↓↓↓

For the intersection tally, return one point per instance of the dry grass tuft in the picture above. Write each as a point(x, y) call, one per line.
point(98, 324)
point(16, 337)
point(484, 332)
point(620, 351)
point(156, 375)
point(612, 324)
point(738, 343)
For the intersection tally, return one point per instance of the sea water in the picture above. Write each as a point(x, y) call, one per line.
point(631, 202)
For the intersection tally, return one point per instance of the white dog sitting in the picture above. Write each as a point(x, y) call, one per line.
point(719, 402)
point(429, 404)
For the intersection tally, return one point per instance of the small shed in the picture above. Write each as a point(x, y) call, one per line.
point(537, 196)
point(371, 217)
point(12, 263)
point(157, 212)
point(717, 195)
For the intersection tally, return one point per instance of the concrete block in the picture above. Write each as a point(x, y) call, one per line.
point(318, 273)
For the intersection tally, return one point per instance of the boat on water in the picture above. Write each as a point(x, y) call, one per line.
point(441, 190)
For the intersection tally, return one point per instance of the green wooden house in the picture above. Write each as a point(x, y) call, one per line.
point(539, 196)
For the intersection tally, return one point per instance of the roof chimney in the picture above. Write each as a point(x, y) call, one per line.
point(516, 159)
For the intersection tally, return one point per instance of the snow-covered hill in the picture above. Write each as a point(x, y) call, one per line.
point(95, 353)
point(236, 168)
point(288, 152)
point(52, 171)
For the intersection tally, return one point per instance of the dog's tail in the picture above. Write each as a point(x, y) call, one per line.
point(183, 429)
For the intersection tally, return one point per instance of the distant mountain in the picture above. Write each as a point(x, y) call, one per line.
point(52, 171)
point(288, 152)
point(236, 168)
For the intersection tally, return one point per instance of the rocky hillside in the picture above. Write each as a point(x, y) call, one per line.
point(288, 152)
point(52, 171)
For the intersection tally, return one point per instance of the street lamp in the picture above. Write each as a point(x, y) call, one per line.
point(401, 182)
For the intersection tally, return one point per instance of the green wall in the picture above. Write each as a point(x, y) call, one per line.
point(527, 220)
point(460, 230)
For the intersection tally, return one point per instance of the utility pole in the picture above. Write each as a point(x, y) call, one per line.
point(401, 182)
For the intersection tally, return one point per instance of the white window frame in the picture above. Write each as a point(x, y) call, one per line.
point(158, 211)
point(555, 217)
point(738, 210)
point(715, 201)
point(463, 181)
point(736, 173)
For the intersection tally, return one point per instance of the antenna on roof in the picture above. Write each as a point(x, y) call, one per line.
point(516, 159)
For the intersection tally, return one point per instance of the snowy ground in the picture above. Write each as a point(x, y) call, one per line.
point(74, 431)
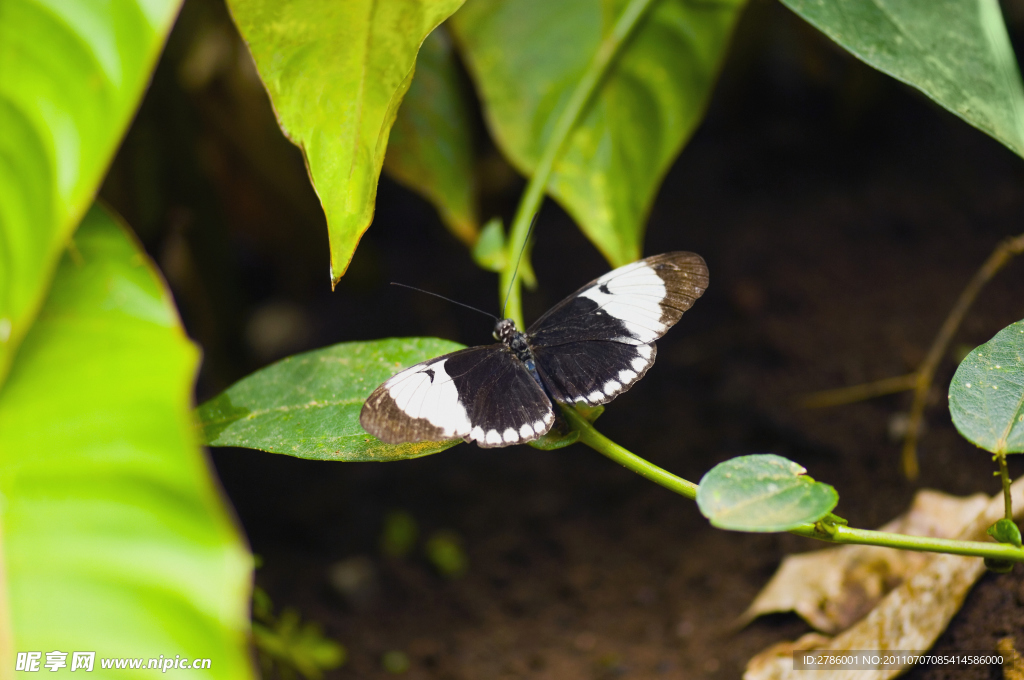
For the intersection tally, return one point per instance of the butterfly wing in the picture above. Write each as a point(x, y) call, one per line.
point(482, 394)
point(596, 343)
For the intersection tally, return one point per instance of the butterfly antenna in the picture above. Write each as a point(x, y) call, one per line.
point(461, 304)
point(518, 260)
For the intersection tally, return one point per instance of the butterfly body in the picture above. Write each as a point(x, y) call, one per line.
point(589, 348)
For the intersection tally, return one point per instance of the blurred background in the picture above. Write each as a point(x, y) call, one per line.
point(840, 214)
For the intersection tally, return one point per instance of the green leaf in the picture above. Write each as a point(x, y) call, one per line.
point(431, 145)
point(399, 534)
point(955, 51)
point(300, 646)
point(986, 395)
point(72, 73)
point(116, 538)
point(446, 554)
point(308, 406)
point(527, 55)
point(489, 250)
point(1006, 530)
point(336, 73)
point(763, 493)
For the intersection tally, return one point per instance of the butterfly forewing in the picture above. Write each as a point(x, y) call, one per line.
point(596, 343)
point(590, 347)
point(481, 394)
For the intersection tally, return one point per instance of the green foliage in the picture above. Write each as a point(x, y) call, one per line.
point(399, 534)
point(763, 493)
point(431, 144)
point(72, 73)
point(445, 552)
point(1006, 530)
point(561, 435)
point(308, 405)
point(527, 55)
point(287, 644)
point(956, 52)
point(986, 395)
point(337, 73)
point(395, 662)
point(489, 250)
point(115, 538)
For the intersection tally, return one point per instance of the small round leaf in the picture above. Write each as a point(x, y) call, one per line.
point(763, 493)
point(986, 395)
point(308, 405)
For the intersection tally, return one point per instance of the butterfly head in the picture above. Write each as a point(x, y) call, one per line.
point(505, 331)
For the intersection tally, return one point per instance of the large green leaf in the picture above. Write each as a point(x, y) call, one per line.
point(986, 395)
point(336, 72)
point(431, 144)
point(308, 405)
point(72, 73)
point(955, 51)
point(763, 493)
point(527, 55)
point(115, 538)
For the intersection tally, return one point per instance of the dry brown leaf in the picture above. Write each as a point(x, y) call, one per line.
point(1013, 665)
point(909, 618)
point(830, 589)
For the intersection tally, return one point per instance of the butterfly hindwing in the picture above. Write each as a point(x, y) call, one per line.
point(481, 394)
point(589, 348)
point(596, 343)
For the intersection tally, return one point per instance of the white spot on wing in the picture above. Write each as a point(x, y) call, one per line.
point(434, 400)
point(634, 297)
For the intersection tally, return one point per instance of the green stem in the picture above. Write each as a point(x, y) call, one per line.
point(629, 460)
point(567, 120)
point(837, 534)
point(848, 535)
point(1005, 473)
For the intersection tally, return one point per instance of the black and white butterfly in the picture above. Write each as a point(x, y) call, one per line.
point(589, 348)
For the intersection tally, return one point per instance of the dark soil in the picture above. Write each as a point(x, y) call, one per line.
point(840, 214)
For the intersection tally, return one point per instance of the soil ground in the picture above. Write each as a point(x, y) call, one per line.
point(840, 214)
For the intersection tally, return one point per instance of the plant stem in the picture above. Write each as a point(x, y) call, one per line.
point(1006, 251)
point(863, 537)
point(1005, 473)
point(837, 534)
point(567, 120)
point(627, 459)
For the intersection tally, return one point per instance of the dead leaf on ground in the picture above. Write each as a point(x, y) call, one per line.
point(832, 589)
point(909, 618)
point(1013, 665)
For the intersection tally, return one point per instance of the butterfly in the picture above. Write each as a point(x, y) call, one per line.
point(589, 348)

↑↑↑

- TASK: Take the whole listing above and copy it exactly. Pictures do not go into the copy.

- RESULT BELOW:
For the intersection tally, return one point per instance of the dry grass tuft in the picture above. Write each as a point(x, y) call, one per line.
point(98, 324)
point(16, 337)
point(484, 332)
point(620, 351)
point(156, 375)
point(612, 324)
point(738, 343)
For the intersection tally, return one point per instance of the sea water in the picture above. Write each as a point(x, y) call, one per line.
point(631, 202)
For the intersection tally, return one point per instance of the white dog sitting in the picture above. Write each as a point(x, y) call, one per line.
point(719, 402)
point(429, 404)
For the intersection tally, return one point per instance of the small shed in the picture above. Write each as a point(x, y) call, one per line.
point(537, 196)
point(371, 217)
point(12, 263)
point(157, 212)
point(717, 195)
For the intersection tally, return one point per instance of the concrete block in the picture above. Write each as a point(x, y) call, one per line.
point(318, 273)
For the intersection tally, return one point per instance of the boat on water in the picture above. Write each as a point(x, y) call, one per line.
point(441, 190)
For the intersection tally, return one point per instance of the green wooden house in the picture above. Write each as a point(x, y) call, one per line.
point(539, 196)
For the intersection tally, return one point per instance of the roof chimney in the picture above. Write each as a point(x, y) call, one per line.
point(516, 159)
For the intersection tally, return one point per instance of the snow-covered hill in the picture above. Write each as a point(x, y) call, one per line.
point(95, 353)
point(236, 168)
point(288, 152)
point(52, 171)
For the intersection tally, return one point per instance of the dog's tail in the picture above. Write each as a point(x, y) call, one per line.
point(183, 429)
For the intersection tally, return one point per instance of the distant mountain in the picture above. Write each as a point(x, y) call, one per line.
point(52, 171)
point(288, 152)
point(236, 168)
For the intersection tally, return one point per instance of the rocky hillside in the picture above. Write each as a point(x, y) call, one per line.
point(288, 152)
point(52, 171)
For the intersection tally, return one point per instance of the street lamp in the picture above. Write each as a point(x, y) call, one per line.
point(401, 182)
For the intersection tally, return one point per instance of the green wall in the picture above. Write each as a point(x, y) call, one per line.
point(527, 220)
point(460, 230)
For the intersection tally, return one point per instance of the utility pole in the picture above. Write each as a point(x, y) call, one per line.
point(401, 182)
For the intersection tally, return one point per instance of the white window frame in the picture above. Write each as a point(x, y) call, one per line.
point(158, 211)
point(555, 217)
point(738, 210)
point(715, 201)
point(463, 181)
point(736, 173)
For the intersection tally, return one point per instance of the antenna on roof in the picture above. Write each as a point(x, y) call, one per line.
point(516, 159)
For the intersection tally, return one point per instance of the snowy ground in the picture above. Write each as a point(x, y) call, one per line.
point(74, 431)
For the intersection tally, return one point per instance of the butterfly wing in the picture above. Write each as a point(x, y) call, one per line.
point(482, 394)
point(596, 343)
For the intersection tally, return one point per instance of the butterfly antenna in the picture above. Write each as a point(x, y) call, one per line.
point(461, 304)
point(518, 260)
For the intersection tally, return one point per instance of the butterfly body in the picture above. Write each as a point(x, y) call, one per line.
point(589, 348)
For the intersection tally, return one point per instance of the blurred background in the picture above. Write each as a point(x, y) call, one per line.
point(840, 214)
For the intersection tally, return one point per instance of the green leaf in the picture above. Write each as a point(x, y) call, one per line.
point(431, 145)
point(399, 534)
point(955, 51)
point(300, 646)
point(986, 395)
point(72, 73)
point(116, 538)
point(446, 554)
point(308, 406)
point(527, 55)
point(489, 250)
point(1006, 530)
point(336, 73)
point(763, 493)
For the intersection tally, return one point per instance of the butterfly forewing in the picture above. Write each as a point(x, y) call, one per line.
point(596, 343)
point(590, 347)
point(481, 394)
For the intersection tally, return one point per instance of the green foliage in the picture above. Write each as a point(x, y) call, one per line.
point(399, 534)
point(763, 493)
point(431, 144)
point(72, 73)
point(445, 552)
point(1006, 530)
point(561, 435)
point(308, 405)
point(527, 55)
point(287, 644)
point(956, 52)
point(986, 395)
point(337, 73)
point(395, 662)
point(489, 250)
point(115, 538)
For the intersection tally, return one point per instance of the small round leaf in the picture above. Write each as a point(x, y) call, one per line.
point(763, 493)
point(986, 395)
point(308, 405)
For the intersection tally, return one point per instance of the butterfly head in the picture above. Write each as a point(x, y) call, one per line.
point(505, 331)
For the intersection tally, return one point per instance of the large green leaf in the picture above. Write each as a point(x, y) call, one per line.
point(986, 395)
point(336, 72)
point(431, 144)
point(308, 405)
point(72, 73)
point(955, 51)
point(763, 493)
point(527, 55)
point(115, 538)
For the intersection tally, return one point per instance of the dry brown leaf in the picture above. Write each as a point(x, y) call, one per line.
point(1013, 665)
point(909, 618)
point(830, 589)
For the intersection tally, return one point per instance of the butterfly hindwing in the picture above. Write each as a point(x, y) call, one per line.
point(481, 394)
point(589, 348)
point(596, 343)
For the intersection tally, return one point per instance of the white spot on wing in the picture above. Write each as a point(x, y) call, one per line.
point(434, 400)
point(634, 297)
For the intersection tally, return one point per instance of the green stem in the picture above. Write each as a point(x, y) call, one per line.
point(629, 460)
point(567, 120)
point(837, 534)
point(848, 535)
point(1005, 473)
For the intersection tally, return one point per instance of the black and white butterfly in the picture above. Write each as a point(x, y) call, one per line.
point(589, 348)
For the intersection tally, return one point per instance of the dark soil in the picture above. Write each as a point(x, y) call, one per line.
point(840, 214)
For the intersection tally, return one point per instance of the soil ground in the picture above. Write each as a point(x, y) call, one per line.
point(840, 214)
For the intersection tally, return one point per instance of the plant stem in the picture above. Write each as a point(x, y) call, one per line.
point(1006, 251)
point(863, 537)
point(1005, 473)
point(837, 534)
point(567, 120)
point(627, 459)
For the intersection tally, return one point per instance of the dead leaf on ground in the picture above. Write each as a point(x, y) call, one per line.
point(832, 589)
point(909, 618)
point(1013, 665)
For the intersection tally, return one point per instance of the butterfly in the picture above. Write each as a point(x, y) call, one per line.
point(589, 348)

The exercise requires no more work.